Annual production growth for beef was 1.6 percent, while pork was at two percent and poultry at 2.2 percent.
On the beef side, the additional meat production has been exported. Canada has found strong international demand.
Beef exports in 2017 are projected at 384,000 tonnes, a seven percent growth in volume, while value is up eight percent at $2.4 billion.
Canada’s non-U.S. exports are increasing. This year about 60,000 tonnes went to non-U.S. markets, which is the highest volume since 2010.
Exports to Japan are growing year by year, but they are interested in very specific cuts. China has agreed to allow fresh chilled beef into the country through a pilot project so more opportunities are expected there.
Exports to other parts of Asia are growing slowly but surely. These markets tend to take products with less value in Canada. There is limited volume, and more countries bidding on the same products drive up prices.
Overall, the U.S., Mexico, Japan, Taiwan and Southeast Asia are the key destinations. Canada also has a free trade agreement with Europe to accept up to 50,000 tonnes tariff free, but there are specific production requirements for the cattle, which take time to implement.
Cargill at High River, Alta., and JBS at Brooks, Alta., are working to get approved to export to Europe, and Harmony Beef at Balzac, Alta., may be involved later.
_ _ _ _ _ _ _
SHORT EXERCISE |
Please answer these from the passage on Canadian meat production and beef exports:
(a) What was the annual production growth for poultry?
(b) What is the projected value of beef exports in 2017?
(c) Which company is working on export approval for Europe at Brooks, Alta.?

DATASET EXTRACT |
_ _ _ _ _ _ _
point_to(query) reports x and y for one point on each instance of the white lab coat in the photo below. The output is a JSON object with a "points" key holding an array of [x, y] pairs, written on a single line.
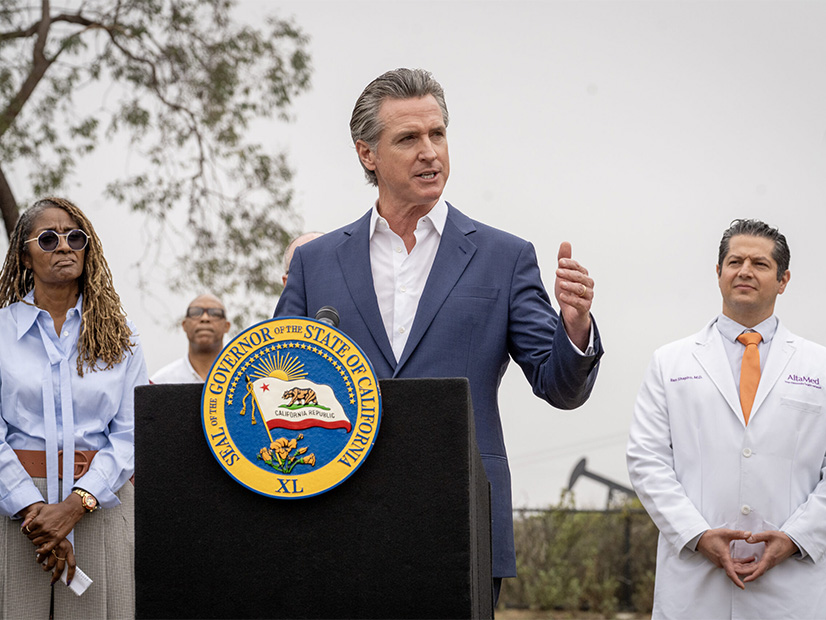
_ _ _ _ _ _ _
WRITTEN RESPONSE |
(a) 2.2 percent
(b) $2.4 billion
(c) JBS